▸ **BLOK TEKS**:

Senat Unila Saat Ini Tak Pantas Lagi Memilih Rektor

Oleh : Herman Batin Mangku
.
Sebagian besar masyarakat dan para tokoh marah besar atas tertangkapnya Rektor Universitas Lampung Nonaktif Prof Karomani oleh KPK. Unila yang sejak digagas Gubernur Zainal Abidin Pagaralam (ZAP) untuk mencerahkan generasi muda daerah ini agar memiliki ilmu dan moral seketika "gelap" dikepemimpinan alumni IKIP Bandung itu.


Gubernur pertama berdarah Lampung asal Kedaton, Kota Bandarlampung itu mewujudkan mimpinya ketika telah menjadi wali kota Bandarlampung dan merangkap residen Lampung tahun 1962. Dia mulai dengan membuat Yayasan Pembina Perguruan Tinggi Lampung (YPPTL), cikal bakal Unila.

Dengan mendirikan sekolah dan perguruan tinggi, kakek Rycko Mendoza ZP ini ingin mewujudkan mimpinya sejak awal jadi "ambtenaar" atau ASN pada tahun 1957 agar sukunya maju: "Dengan pengalaman2 di sekolah serta minat penuh untuk bekerdja bagi suku kami jang sangat ketinggalan, dengan badan jang sehat mulailah saja mendjadi ambtenaar."

[Data Tercatat]
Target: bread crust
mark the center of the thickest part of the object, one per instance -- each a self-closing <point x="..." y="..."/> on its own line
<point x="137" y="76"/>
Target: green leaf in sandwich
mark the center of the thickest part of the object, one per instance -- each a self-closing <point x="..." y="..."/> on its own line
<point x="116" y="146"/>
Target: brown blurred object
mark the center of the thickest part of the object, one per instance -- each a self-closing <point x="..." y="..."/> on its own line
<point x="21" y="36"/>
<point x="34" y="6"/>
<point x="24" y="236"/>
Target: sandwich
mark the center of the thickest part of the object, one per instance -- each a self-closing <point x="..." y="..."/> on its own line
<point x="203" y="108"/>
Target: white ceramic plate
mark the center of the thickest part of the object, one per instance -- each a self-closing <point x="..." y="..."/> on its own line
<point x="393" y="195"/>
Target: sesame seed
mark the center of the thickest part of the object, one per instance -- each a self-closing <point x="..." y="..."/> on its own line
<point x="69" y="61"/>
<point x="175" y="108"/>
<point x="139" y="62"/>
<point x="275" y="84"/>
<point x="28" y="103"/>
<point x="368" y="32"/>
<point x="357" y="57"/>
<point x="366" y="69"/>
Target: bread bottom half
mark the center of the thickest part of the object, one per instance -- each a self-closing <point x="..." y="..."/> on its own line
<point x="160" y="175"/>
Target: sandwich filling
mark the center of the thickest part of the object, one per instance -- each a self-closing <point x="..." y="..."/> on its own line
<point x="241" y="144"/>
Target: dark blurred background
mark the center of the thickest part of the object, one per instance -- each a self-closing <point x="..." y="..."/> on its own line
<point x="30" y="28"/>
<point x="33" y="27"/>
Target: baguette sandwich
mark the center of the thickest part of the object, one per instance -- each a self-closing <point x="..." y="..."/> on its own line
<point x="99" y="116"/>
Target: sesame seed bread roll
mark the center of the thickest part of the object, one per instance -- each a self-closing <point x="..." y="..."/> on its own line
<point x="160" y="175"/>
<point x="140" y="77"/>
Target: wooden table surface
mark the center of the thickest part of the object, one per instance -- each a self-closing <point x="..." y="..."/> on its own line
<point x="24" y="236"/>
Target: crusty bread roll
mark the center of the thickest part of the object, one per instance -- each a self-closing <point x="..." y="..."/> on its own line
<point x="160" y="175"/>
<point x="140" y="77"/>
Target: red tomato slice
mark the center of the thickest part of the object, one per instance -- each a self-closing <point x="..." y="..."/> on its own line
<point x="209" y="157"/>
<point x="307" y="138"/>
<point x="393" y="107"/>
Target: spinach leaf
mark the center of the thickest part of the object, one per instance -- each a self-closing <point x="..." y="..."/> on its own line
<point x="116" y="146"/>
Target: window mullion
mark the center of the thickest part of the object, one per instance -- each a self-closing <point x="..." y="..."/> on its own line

▸ **LATIHAN SINGKAT 1**:
Laporkan jumlah baris dalam entri yang memuat kata "sesame", dengan membedakan huruf besar dan kecil. Tuliskan angkanya saja.
▸ **LATIHAN SINGKAT 2**:
Lanjutkan tulisan tentang Senat Unila dan pemilihan rektor dari titik tulisan itu berhenti.

▸ **KELUARAN 1**:
2

▸ **KELUARAN 2**:
Mimpi "Sang Peletak Dasar Pemprov Lampung" itu seketika coreng-moreng dengan tertangkapnya Karomani oleh KPK atas dugaan korupsi penerimaan mahasiswa baru lewat jalur mandiri. Sejumlah tokoh sampai menteri diduga menitipkan calon mahasiswa dengan konpensasi ratusan juta rupiah buat "infak" versi Karomani.

Banyak tokoh, alumni Unila, serta dan elemen masyarakat, sudah bersuara menghendaki semua yang terlibat dalam lingkaran dugaan korupsi ini digulung KPK RI. "Kandangkan siapa saja yang nyogok-nyogok Prof Karomani," tandas tokoh masyarakat dan politikus senior Alzier Dianis Thabranie (ADT).

Selain Karomani, tersangka lainnya yang telah dikerangkeng KPK dalam kasus ini adalah Wakil Rektor I Bidang Akademik Unila Heryandi, Ketua Senat Unila Muhammad Basri dan pihak swasta Andi Desfiandi. Pejabat lainnya yang bolak-balik diperiksa KPK adalah Wakil Rektor II Bidang Administrasi Umum dan Keuangan Prof Asep Sukohar.

Jelang Pemilihan Rektor Unila akhir tahun ini, masyarakat kembali bergolak lewat berbagai whatsapp grup dan media massa. Sebagian besar sangat mengharapkan mengganti Karomani dan rezimnya adalah wajah-wajah baru yang bersih dari kemungkinan telah terkontaminasi permainan "infak" ala Karomani.

Menurut beberapa tokoh dan masyarakat yang menyampaikan langsung ke saya, salah satu cara memulihkan kembali mimpi ZAP dan kepercayaan publik jelang pemilihan rektor, yakni sosok yang tidak masuk dalam lingkaran "infak" ala Karomani, salah satunya adalah Prof Asep Sukohar yang telah mengaku ikut dalam lalu lintas "infak" tersebut.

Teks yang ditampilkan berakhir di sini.